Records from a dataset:
=====

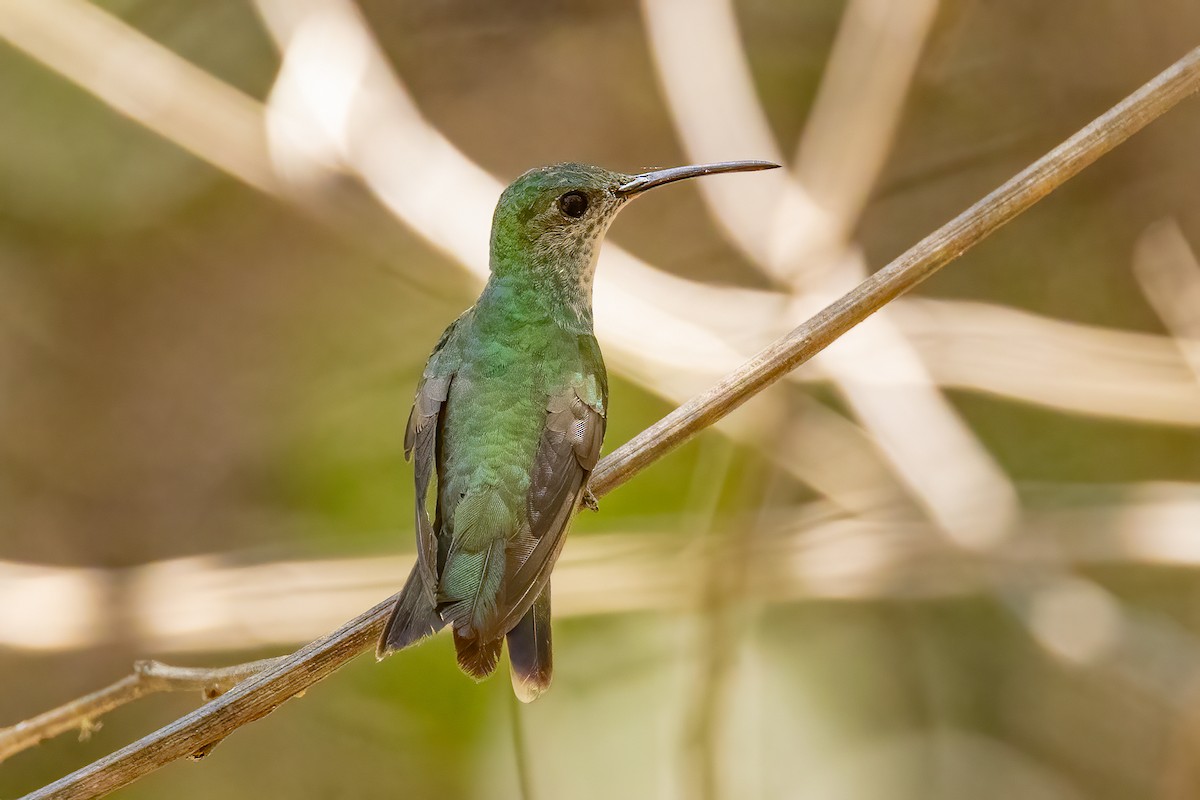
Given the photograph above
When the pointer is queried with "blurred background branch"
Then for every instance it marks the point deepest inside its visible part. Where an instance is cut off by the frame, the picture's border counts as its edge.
(957, 537)
(264, 691)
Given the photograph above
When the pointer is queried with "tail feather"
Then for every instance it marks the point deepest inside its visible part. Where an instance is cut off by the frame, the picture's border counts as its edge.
(413, 618)
(529, 650)
(478, 657)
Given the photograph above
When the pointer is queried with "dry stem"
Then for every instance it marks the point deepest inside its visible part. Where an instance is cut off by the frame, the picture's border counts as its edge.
(148, 677)
(261, 695)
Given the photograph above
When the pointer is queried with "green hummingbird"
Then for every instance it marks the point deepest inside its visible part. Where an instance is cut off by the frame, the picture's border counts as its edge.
(510, 416)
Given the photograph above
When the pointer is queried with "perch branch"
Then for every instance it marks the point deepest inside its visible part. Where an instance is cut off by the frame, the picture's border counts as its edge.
(148, 677)
(264, 692)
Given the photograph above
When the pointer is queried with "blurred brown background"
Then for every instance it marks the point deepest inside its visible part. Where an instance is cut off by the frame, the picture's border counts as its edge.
(954, 558)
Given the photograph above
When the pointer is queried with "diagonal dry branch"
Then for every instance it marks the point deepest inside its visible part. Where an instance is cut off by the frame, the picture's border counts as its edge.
(261, 695)
(148, 677)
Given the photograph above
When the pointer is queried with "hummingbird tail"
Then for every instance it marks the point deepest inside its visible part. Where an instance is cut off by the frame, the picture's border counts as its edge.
(477, 657)
(529, 650)
(413, 618)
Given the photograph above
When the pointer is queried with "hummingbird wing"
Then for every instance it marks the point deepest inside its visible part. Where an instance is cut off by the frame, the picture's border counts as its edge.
(415, 614)
(529, 650)
(567, 453)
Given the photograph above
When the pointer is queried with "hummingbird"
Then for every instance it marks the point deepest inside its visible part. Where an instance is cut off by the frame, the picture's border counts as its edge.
(509, 416)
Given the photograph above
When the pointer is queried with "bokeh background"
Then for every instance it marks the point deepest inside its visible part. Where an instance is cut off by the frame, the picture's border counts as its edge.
(954, 557)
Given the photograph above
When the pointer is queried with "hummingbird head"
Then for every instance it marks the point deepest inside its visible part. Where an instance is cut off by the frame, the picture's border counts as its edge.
(550, 221)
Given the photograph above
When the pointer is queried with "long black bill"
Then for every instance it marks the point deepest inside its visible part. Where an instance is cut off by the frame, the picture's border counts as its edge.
(639, 184)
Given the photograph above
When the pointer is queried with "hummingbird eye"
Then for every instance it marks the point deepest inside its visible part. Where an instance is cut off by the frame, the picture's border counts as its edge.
(574, 204)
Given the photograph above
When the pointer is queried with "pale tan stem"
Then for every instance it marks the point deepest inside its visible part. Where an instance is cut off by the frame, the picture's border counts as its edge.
(148, 677)
(264, 692)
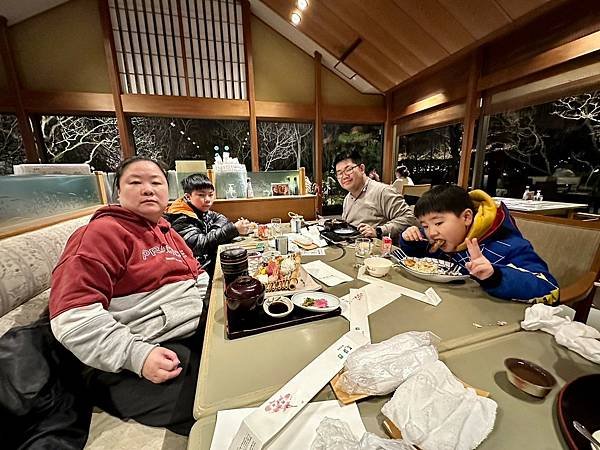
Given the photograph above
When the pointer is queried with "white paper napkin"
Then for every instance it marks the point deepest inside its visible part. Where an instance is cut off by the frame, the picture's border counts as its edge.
(435, 411)
(269, 419)
(297, 433)
(576, 336)
(325, 273)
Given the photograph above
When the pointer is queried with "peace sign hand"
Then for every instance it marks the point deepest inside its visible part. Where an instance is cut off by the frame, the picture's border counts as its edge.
(479, 266)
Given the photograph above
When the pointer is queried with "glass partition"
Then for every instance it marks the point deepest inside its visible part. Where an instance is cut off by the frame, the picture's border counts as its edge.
(37, 196)
(264, 184)
(12, 150)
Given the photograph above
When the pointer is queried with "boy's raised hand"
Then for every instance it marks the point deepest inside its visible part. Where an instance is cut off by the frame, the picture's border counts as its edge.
(412, 234)
(479, 266)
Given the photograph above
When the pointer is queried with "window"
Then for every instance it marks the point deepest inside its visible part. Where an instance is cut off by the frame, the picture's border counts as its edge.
(553, 147)
(285, 146)
(11, 144)
(170, 139)
(432, 156)
(82, 139)
(367, 139)
(177, 47)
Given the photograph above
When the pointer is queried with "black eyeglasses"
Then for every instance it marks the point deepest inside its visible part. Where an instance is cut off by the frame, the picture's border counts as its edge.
(347, 171)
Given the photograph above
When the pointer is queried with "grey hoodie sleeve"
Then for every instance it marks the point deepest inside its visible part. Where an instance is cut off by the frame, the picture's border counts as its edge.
(98, 340)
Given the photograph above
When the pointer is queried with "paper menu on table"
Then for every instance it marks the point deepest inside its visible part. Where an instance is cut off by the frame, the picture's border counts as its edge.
(269, 419)
(325, 273)
(359, 313)
(299, 433)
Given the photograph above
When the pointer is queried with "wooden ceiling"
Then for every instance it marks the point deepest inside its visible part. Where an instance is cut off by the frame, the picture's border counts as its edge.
(400, 38)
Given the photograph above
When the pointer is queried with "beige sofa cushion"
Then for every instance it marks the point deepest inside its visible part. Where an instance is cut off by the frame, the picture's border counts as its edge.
(27, 260)
(569, 251)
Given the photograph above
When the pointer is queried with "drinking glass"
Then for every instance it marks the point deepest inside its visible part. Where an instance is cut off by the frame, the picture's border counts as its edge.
(362, 250)
(275, 227)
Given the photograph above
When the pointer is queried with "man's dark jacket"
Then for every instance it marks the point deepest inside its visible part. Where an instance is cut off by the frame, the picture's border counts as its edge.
(202, 232)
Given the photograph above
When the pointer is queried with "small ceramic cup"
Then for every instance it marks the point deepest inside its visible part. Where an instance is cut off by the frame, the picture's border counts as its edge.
(278, 306)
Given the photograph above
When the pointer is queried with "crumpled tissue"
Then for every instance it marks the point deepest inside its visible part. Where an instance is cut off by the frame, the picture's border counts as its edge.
(378, 369)
(576, 336)
(434, 411)
(334, 434)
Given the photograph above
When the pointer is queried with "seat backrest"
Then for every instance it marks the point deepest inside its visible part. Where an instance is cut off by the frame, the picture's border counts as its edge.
(27, 261)
(569, 247)
(415, 190)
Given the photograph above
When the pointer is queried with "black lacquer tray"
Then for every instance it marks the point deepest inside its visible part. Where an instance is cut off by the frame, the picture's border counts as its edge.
(255, 322)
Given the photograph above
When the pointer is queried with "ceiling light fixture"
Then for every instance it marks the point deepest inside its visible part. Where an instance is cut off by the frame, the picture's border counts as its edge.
(296, 18)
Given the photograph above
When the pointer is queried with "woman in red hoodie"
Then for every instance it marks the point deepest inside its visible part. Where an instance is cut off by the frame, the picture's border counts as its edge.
(126, 299)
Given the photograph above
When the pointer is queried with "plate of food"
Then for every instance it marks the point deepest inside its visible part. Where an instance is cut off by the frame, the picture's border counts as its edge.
(432, 269)
(316, 301)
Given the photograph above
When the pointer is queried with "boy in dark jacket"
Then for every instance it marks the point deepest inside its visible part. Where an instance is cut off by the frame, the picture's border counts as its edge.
(202, 230)
(470, 230)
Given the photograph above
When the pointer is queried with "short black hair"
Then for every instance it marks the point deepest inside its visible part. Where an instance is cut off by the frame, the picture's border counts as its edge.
(403, 171)
(121, 168)
(196, 182)
(350, 153)
(444, 198)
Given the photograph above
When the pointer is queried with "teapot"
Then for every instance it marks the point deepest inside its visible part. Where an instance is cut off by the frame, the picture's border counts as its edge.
(244, 294)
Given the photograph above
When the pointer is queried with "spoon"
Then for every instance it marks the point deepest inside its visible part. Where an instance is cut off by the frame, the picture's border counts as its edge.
(583, 430)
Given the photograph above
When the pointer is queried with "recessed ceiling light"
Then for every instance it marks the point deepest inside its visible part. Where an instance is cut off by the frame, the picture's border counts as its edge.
(296, 18)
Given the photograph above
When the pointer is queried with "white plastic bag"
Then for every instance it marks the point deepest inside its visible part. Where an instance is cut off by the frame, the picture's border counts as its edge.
(378, 369)
(334, 434)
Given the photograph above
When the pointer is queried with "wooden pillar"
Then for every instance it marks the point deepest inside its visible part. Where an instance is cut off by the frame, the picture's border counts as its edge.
(246, 23)
(318, 134)
(110, 52)
(388, 142)
(15, 86)
(471, 114)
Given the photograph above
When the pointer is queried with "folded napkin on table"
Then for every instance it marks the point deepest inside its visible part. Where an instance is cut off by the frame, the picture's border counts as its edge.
(335, 434)
(576, 336)
(378, 369)
(434, 411)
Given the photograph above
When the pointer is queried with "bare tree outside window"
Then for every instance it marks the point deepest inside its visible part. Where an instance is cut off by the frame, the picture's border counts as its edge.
(432, 156)
(553, 147)
(285, 146)
(12, 150)
(171, 139)
(82, 139)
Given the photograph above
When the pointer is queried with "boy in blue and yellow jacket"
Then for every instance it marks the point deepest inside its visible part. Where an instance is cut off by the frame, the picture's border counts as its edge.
(470, 230)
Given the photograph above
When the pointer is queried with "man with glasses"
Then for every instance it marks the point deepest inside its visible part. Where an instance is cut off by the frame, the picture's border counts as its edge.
(374, 208)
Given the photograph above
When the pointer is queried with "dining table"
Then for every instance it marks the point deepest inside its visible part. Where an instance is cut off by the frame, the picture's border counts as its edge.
(522, 421)
(242, 372)
(544, 207)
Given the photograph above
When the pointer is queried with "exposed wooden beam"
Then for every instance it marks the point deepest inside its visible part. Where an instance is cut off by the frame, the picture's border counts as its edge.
(388, 142)
(110, 52)
(558, 55)
(285, 111)
(353, 114)
(246, 23)
(471, 114)
(190, 107)
(67, 102)
(318, 134)
(431, 119)
(15, 86)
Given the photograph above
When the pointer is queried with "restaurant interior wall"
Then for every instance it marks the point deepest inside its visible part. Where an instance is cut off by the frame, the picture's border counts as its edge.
(282, 72)
(61, 49)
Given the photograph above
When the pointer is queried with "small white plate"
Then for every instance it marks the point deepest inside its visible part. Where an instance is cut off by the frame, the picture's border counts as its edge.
(332, 301)
(344, 231)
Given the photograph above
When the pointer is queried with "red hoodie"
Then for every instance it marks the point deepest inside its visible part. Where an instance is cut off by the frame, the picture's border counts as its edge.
(121, 286)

=====

Given task: Tally the lines of the entries above that contain the string "stem", treating case as significant, and give only the number.

Worked answer: 2